INFORMATION GIVEN
++++++++++++++++++++
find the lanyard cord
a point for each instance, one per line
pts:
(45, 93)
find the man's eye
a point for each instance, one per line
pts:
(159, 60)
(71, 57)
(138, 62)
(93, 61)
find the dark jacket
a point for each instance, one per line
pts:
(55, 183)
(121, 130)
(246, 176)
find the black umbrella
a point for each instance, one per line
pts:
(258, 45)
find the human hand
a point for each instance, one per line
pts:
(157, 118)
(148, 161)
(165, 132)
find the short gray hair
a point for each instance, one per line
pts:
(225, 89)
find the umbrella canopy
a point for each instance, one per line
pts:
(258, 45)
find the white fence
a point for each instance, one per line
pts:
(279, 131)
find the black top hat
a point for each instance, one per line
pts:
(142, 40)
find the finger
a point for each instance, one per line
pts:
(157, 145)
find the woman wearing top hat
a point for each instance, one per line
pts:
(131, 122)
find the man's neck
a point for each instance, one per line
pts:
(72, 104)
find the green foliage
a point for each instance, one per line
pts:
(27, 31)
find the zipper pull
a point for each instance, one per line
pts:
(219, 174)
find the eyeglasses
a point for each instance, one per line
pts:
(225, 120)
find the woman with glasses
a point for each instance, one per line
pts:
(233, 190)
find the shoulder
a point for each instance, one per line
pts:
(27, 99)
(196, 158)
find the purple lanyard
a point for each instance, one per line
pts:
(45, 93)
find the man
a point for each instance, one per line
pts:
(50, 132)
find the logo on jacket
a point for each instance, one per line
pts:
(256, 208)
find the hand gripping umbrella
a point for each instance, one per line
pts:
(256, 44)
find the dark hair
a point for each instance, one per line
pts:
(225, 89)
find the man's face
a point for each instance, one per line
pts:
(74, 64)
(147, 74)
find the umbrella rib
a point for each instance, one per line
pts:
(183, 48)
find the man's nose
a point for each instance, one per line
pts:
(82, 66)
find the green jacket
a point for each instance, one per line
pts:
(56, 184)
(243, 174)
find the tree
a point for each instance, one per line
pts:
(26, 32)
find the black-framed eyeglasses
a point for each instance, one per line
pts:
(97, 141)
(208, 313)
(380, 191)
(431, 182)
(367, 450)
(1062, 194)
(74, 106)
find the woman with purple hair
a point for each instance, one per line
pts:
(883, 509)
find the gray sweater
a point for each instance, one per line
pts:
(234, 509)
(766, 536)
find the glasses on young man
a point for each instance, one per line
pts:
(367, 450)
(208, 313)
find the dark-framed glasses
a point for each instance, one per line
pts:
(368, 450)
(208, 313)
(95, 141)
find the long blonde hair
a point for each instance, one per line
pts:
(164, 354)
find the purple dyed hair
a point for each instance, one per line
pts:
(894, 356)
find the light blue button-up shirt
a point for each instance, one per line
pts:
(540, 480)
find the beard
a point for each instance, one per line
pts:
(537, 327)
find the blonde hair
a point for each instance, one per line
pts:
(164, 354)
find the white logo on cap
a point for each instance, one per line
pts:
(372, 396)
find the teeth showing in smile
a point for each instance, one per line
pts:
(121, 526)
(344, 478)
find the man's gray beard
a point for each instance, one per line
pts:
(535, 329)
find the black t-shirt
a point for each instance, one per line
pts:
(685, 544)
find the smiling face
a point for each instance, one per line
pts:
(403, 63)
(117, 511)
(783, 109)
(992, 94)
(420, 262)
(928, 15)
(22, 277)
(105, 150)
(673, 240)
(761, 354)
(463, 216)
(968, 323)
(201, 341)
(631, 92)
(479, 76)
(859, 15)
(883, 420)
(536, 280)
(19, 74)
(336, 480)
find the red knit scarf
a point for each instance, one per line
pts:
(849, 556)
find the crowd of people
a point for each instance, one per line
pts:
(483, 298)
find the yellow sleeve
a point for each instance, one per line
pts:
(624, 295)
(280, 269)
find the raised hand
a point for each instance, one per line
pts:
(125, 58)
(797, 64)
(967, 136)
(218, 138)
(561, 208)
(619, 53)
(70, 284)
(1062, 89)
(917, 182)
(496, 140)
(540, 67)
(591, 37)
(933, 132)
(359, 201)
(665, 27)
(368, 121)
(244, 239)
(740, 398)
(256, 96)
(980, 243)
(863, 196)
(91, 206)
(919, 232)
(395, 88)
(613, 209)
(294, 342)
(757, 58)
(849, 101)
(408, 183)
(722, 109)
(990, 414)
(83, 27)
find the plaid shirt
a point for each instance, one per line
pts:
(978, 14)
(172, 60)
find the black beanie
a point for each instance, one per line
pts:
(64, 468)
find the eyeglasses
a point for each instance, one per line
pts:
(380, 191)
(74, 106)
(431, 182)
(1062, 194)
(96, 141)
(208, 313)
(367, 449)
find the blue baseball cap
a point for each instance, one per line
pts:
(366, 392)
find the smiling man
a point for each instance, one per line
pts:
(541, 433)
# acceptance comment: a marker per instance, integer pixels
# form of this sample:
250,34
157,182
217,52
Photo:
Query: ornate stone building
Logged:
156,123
++++++++++++++++++++
TASK DETAILS
Would you please give all of the records again exactly as they stand?

SOLVED EXERCISE
find the lanyard cord
a point for each instance, one per line
pts:
(45, 93)
find the man's eye
a point for each instance, one per line
pts:
(159, 60)
(71, 57)
(138, 62)
(93, 61)
find the dark jacket
a point for each instance, one per line
pts:
(55, 183)
(121, 130)
(246, 176)
find the black umbrella
a point for each instance, one per line
pts:
(258, 45)
find the human hand
a point for each instance, one per line
pts:
(157, 118)
(148, 161)
(165, 132)
find the short gray hair
a point for each instance, one per line
pts:
(225, 89)
find the umbrella canopy
a point for each instance, one per line
pts:
(258, 45)
find the white fence
a point for each instance, one per line
pts:
(279, 131)
find the black top hat
a point for each instance, one per line
pts:
(142, 40)
find the finger
a point for each instance, one per line
pts:
(157, 145)
find the woman wearing top hat
a point for each instance, one per line
pts:
(131, 122)
find the man's neck
a point for each instance, one per line
pts:
(72, 104)
find the green foliage
a point for each instance, one per line
pts:
(27, 31)
find the zipper pull
a point for each instance, one per line
pts:
(219, 174)
find the eyeglasses
a point for each instance, one per line
pts:
(225, 120)
find the woman with glasses
a point for each instance, one per line
pts:
(233, 190)
find the shoulder
a point for each instance, one per line
pts:
(27, 99)
(196, 158)
find the purple lanyard
a point for each instance, one per line
pts:
(45, 93)
find the man
a point for each instance, one per line
pts:
(50, 132)
find the logo on jacket
a point for each instance, one per line
pts:
(256, 208)
find the hand gripping umbrella
a point for each instance, one per line
pts:
(256, 44)
find the dark hair
a point for each instance, one per line
pts:
(225, 89)
find the man's face
a point for each instance, one per line
pts:
(74, 64)
(147, 74)
find the umbrella rib
a point for each instance, one per line
pts:
(183, 48)
find the man's nose
a point for each instance, one per line
pts:
(82, 66)
find the green jacket
a point for each instance, one per line
pts:
(56, 184)
(243, 174)
find the tree
a point for each instance, one per line
pts:
(26, 32)
find the black-framed eyeglasses
a point for each instance, one per line
pts:
(97, 141)
(208, 313)
(380, 191)
(431, 182)
(367, 450)
(1062, 194)
(74, 106)
find the woman with purple hair
a point for each instance, one per line
pts:
(883, 509)
find the gray sweater
a point for each instance, one per line
pts:
(234, 509)
(766, 536)
find the glasses on young man
a point for each instance, one per line
pts:
(367, 450)
(208, 313)
find the dark-framed glasses
a point for each instance, one per line
pts:
(368, 450)
(208, 313)
(95, 141)
find the long blonde hair
a point for each instance, one per line
pts:
(164, 354)
find the purple dyed hair
a point for each instance, one per line
pts:
(894, 356)
find the light blue button-up shirt
a point for each instance, one per line
pts:
(540, 480)
find the beard
a point for each instance, one per line
pts:
(537, 327)
find the blonde hair
a point for each instance, one per line
pts:
(164, 354)
find the white logo on cap
a point for each instance, one per line
pts:
(372, 396)
find the teeth showing in smile
a point for each instance, one per line
pts:
(121, 526)
(344, 478)
find the man's gray beard
a point for each instance, one per line
pts:
(535, 329)
find the black t-shirt
a point for each instance, one per line
pts:
(685, 544)
find the smiling face
a point for each instance, one per line
pts:
(403, 63)
(117, 511)
(783, 109)
(992, 94)
(420, 262)
(928, 15)
(22, 277)
(105, 150)
(673, 240)
(761, 354)
(463, 216)
(968, 323)
(201, 341)
(631, 92)
(479, 76)
(859, 15)
(883, 420)
(536, 280)
(19, 74)
(336, 480)
find the red knit scarf
a point for each instance, one per line
pts:
(849, 556)
find the crowd of people
a point for each instance, one per line
pts:
(483, 298)
find the yellow sleeve
a point for each instance, one per line
pts:
(624, 295)
(280, 269)
find the raised hand
a point for each instance, one per line
pts:
(125, 58)
(797, 64)
(967, 136)
(218, 138)
(561, 208)
(619, 53)
(70, 284)
(1062, 89)
(917, 182)
(496, 140)
(540, 67)
(591, 37)
(933, 132)
(359, 201)
(665, 27)
(368, 121)
(244, 239)
(740, 398)
(256, 96)
(980, 243)
(863, 196)
(91, 206)
(919, 232)
(395, 88)
(613, 209)
(294, 342)
(757, 58)
(849, 101)
(408, 183)
(722, 109)
(990, 414)
(83, 27)
find the plaid shirt
a point for each instance, one per line
pts:
(978, 14)
(172, 60)
find the black beanie
a point for each instance, one per line
pts:
(64, 468)
find the eyeglasses
a point for each instance, one per line
pts:
(380, 191)
(74, 106)
(431, 182)
(1062, 194)
(96, 141)
(208, 313)
(367, 449)
find the blue baseball cap
a point for each instance, one per line
pts:
(366, 392)
find the smiling man
a point for each instance, one per line
pts:
(541, 433)
# acceptance comment: a marker per instance, integer pixels
# form of this sample:
250,34
157,182
217,52
Photo:
Query: ornate stone building
Logged:
156,123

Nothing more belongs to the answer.